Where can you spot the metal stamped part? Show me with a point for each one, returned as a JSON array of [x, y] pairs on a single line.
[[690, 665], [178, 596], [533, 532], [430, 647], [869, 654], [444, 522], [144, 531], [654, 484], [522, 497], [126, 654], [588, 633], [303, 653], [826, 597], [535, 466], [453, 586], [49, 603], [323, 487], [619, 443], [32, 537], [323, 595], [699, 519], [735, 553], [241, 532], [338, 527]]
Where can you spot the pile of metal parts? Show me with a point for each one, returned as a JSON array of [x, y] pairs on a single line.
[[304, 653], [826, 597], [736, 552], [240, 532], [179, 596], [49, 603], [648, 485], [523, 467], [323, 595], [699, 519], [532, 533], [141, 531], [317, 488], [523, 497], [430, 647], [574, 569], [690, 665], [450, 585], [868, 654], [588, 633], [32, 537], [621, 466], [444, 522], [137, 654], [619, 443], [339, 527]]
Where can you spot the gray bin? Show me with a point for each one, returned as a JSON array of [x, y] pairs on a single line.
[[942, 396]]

===============

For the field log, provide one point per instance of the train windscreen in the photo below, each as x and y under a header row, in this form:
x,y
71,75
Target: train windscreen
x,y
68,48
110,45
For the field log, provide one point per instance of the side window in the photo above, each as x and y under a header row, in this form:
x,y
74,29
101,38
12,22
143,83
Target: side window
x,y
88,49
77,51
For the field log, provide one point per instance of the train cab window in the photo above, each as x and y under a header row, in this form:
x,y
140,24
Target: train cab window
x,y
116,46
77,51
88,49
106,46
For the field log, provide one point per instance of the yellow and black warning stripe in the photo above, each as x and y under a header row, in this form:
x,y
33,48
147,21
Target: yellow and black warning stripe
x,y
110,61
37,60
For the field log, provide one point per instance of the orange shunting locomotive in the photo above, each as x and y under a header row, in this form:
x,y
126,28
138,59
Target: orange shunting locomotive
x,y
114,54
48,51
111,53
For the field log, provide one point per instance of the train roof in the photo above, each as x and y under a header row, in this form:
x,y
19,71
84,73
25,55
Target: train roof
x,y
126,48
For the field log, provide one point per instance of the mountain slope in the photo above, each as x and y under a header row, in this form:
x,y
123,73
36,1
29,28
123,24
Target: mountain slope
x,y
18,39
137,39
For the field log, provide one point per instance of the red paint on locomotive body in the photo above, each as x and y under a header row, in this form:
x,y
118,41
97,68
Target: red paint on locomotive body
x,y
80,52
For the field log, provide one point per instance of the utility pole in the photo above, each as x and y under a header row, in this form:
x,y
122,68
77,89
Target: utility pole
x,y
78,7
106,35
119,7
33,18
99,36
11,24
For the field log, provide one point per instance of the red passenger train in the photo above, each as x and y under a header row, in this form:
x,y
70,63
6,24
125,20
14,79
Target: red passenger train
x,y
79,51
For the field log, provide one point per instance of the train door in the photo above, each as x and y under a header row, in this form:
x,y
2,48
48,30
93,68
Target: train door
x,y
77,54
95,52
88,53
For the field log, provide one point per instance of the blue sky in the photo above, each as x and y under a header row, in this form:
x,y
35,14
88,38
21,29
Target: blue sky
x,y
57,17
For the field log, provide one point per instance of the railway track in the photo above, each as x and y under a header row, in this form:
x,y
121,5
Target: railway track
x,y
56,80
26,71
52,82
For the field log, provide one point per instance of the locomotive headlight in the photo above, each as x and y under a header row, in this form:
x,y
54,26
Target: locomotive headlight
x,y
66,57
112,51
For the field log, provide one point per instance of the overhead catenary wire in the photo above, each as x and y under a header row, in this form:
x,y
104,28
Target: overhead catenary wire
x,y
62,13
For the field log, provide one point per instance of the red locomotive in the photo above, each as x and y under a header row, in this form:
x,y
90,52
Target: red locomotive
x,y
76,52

===============

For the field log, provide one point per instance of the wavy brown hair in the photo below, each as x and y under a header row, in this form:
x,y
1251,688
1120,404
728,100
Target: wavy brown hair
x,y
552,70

===============

Work to be completed:
Each line of the records above that holds the word "below" should be counted, and only the final number stated.

Result of the task:
2